## Written problem 1
In the Q3 2015 Bay Area real estate report, rewrite the paragraph beginning "After a phenomenal second quarter" as a short bulleted list that keeps its main facts.
## Written problem 2
Carry the Q3 2015 Bay Area real estate report forward from its last sentence.

## Selected text
Pacific Union Quarterly Report: Q3 2015
October 21, 2015 • Posted in Pacific Union Quarterly Reports
Inventory was up a bit across most of the Bay Area as the third quarter closed, bringing some relief to buyers in a region where demand — and competition — for real estate remains heated. In our Silicon Valley region, the median sales climbed above the $3 million mark, while buyers in the East Bay continue to pay more than 10 percent above original prices.
Pacific Union’s third-quarter 2015 report is packed with data and regional summaries that offer a complete look at real estate activity in the Bay Area and the Lake Tahoe/Truckee region.
Our Q3 Report also includes a comprehensive chart tracking 10 years of home sales throughout the Bay Area and Lake Tahoe/Truckee — 76 cities, towns, and neighborhoods in nine regions. A smaller version of that chart, showing regional totals, appears below. Click anywhere on the chart to see the full data set.
After a phenomenal second quarter, real estate activity in Pacific Union’s Contra Costa County/Tri-Valley region settled down in the third quarter, with sales prices holding steady, an extremely tight supply of available homes, and sales volume rising moderately from levels recorded one year ago. The region remains a seller’s market, with buyers having to act fast and pay premium prices for the most attractive homes in desirable communities.

## Information provided
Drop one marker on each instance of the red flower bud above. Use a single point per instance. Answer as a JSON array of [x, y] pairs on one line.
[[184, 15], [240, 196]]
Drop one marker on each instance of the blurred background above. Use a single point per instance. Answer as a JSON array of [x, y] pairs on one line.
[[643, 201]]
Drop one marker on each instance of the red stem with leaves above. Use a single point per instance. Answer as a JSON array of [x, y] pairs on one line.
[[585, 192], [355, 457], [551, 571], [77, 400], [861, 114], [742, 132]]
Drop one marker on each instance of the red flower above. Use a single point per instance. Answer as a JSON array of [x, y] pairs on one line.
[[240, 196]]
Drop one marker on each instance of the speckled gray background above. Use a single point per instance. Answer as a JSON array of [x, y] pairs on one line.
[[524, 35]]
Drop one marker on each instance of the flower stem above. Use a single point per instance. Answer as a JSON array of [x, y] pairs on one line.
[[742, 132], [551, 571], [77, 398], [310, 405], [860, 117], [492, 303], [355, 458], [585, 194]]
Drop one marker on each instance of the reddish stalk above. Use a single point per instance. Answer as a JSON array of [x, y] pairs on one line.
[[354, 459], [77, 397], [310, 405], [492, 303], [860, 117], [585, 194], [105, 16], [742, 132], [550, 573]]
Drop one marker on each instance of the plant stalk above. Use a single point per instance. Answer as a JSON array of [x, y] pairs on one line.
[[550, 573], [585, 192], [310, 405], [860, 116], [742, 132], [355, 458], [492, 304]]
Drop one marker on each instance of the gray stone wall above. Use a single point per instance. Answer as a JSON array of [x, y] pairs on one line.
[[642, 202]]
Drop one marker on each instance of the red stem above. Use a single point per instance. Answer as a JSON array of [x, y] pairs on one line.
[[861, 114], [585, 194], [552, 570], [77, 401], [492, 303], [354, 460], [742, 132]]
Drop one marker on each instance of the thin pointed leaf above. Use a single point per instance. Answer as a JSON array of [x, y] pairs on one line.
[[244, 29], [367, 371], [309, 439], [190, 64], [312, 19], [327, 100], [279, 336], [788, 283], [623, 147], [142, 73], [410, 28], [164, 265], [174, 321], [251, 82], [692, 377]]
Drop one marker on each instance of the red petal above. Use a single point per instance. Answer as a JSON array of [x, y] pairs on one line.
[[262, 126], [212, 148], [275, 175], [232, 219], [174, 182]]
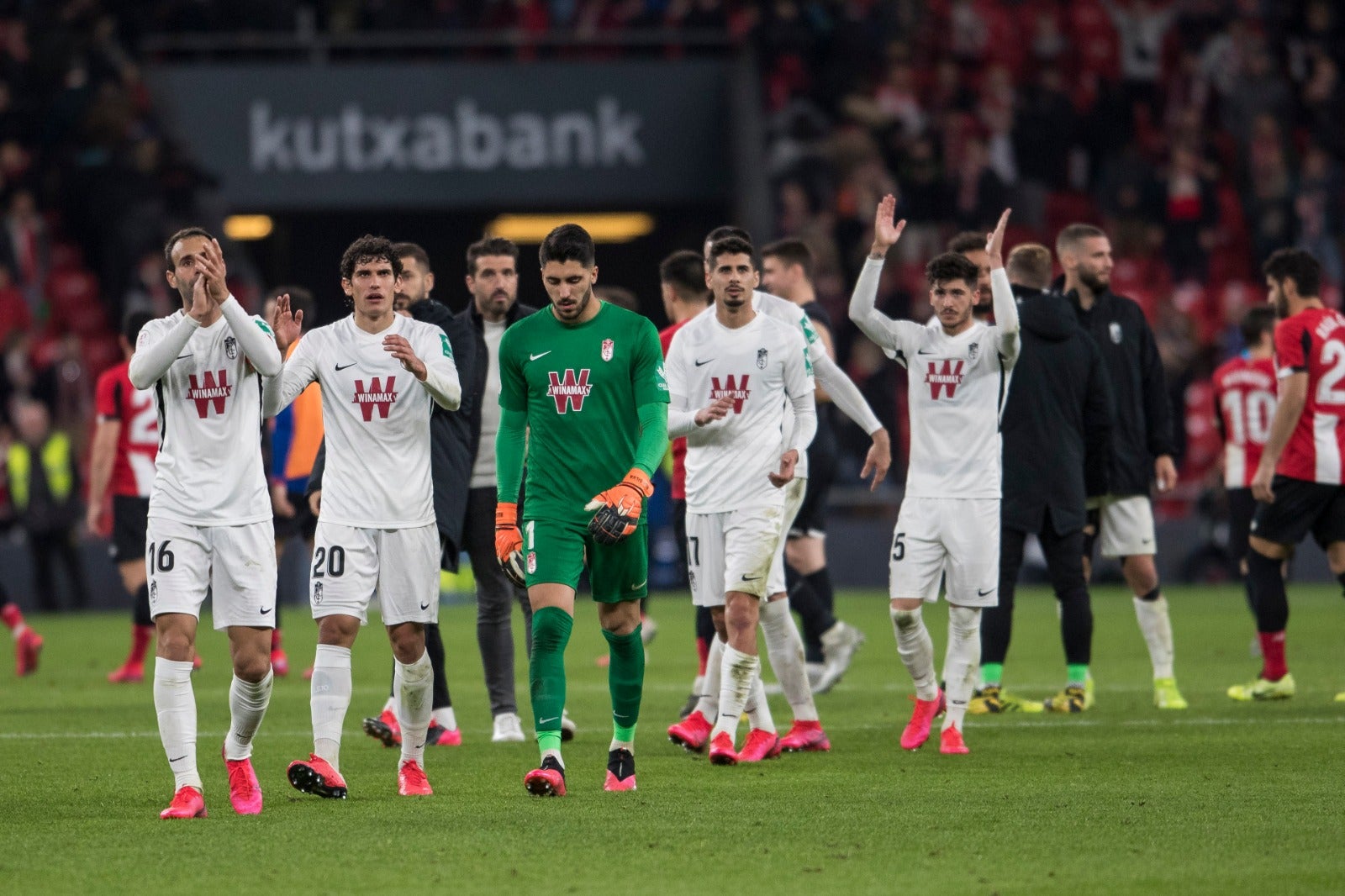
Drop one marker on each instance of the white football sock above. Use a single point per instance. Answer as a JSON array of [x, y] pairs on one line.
[[735, 688], [784, 650], [961, 665], [1157, 629], [757, 709], [330, 698], [709, 703], [248, 704], [175, 704], [916, 650], [412, 685]]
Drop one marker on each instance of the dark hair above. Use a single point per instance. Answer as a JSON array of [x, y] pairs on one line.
[[490, 246], [178, 237], [723, 233], [731, 246], [369, 248], [568, 242], [1029, 264], [685, 272], [1297, 264], [952, 266], [791, 252], [1076, 233], [134, 323], [300, 299], [1255, 322], [412, 250], [966, 241]]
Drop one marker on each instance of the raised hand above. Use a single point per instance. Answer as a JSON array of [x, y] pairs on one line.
[[286, 323], [717, 409], [995, 241], [885, 233], [400, 349], [214, 271]]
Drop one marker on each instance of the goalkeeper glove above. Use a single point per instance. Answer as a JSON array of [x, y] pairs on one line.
[[509, 542], [619, 508]]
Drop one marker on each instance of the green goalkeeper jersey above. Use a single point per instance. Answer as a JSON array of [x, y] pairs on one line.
[[582, 387]]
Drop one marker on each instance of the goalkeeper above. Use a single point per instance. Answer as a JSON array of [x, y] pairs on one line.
[[583, 396]]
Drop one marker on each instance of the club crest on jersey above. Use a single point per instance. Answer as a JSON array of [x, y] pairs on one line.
[[377, 396], [212, 389], [731, 387], [948, 377], [571, 389]]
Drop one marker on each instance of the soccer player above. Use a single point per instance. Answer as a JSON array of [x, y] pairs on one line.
[[1298, 478], [123, 456], [1141, 441], [950, 517], [683, 287], [583, 389], [208, 525], [746, 366], [829, 643], [1244, 405], [376, 533]]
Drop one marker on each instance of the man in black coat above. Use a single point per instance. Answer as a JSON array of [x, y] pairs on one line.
[[1055, 427], [1141, 441]]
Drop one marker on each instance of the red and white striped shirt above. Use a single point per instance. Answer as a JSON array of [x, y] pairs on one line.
[[1244, 400], [1313, 342]]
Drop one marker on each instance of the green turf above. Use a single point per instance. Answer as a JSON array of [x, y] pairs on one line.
[[1221, 798]]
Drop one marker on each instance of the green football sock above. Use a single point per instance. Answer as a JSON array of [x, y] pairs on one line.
[[546, 673], [625, 683]]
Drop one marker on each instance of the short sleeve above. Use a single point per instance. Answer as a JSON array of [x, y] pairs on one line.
[[513, 387], [647, 374]]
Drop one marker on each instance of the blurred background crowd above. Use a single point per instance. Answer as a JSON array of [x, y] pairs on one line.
[[1200, 134]]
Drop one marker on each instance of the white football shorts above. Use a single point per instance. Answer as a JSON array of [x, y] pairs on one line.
[[947, 537], [731, 551], [235, 564], [1126, 526], [400, 567]]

## Task answer 1
- After a phenomenal second quarter, activity in the Contra Costa County/Tri-Valley region settled down in the third quarter.
- Sales prices held steady.
- The supply of available homes was extremely tight.
- Sales volume rose moderately from a year earlier.
- It remains a seller's market: buyers must act fast and pay premium prices for the most attractive homes in desirable communities.

## Task answer 2
Stabilizing prices followed an aggressive run-up during the summer months, suggesting that sellers may have set the bar a bit too high. Buyers were more cautious than we’ve seen in previous quarters, even amid the competitive sales climate. Still, new buyers continued to enter the market, encouraged by the booming Bay Area economy and tempted by extremely low interest rates – and the threat that they may start rising soon.
Looking Forward: Sales typically increase during the fall months as buyers try to make a move before the end of the year, and the upcoming fourth quarter looks to be business as usual in that regard. Similarly, real estate activity will taper off as the holiday season approaches. We anticipate flat price appreciation and continued tight inventory for the remainder of the year.
Defining Contra Costa County/Tri-Valley: Our real estate markets in Contra Costa County include the cities of Alamo, Blackhawk, Danville, Diablo, Lafayette, Moraga, Orinda, Pleasant Hill, San Ramon, and Walnut Creek. Sales data in the charts below includes single-family homes in these communities.
Extremely scarce inventory conditions throughout the summer finally eased after Labor Day in Pacific Union’s East Bay region, to the relief of homebuyers. Still, there were more buyers than listings throughout the third quarter, and multiple offers remained the norm for desirable homes that were fairly priced. Overall, sellers continued to receive healthy premiums above list prices.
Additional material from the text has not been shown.